[Task brief] Return the records below as a JSON list of strings, one string per line, leaving out any blank lines.

[Start of Data records]

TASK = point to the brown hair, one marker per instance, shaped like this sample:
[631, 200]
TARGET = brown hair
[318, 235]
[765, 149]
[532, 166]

[End of Data records]

[Written response]
[
  "TASK = point to the brown hair, one marker per instance, shaped like this sample:",
  "[631, 200]",
  "TARGET = brown hair",
  "[318, 235]",
  "[765, 149]",
  "[532, 166]"
]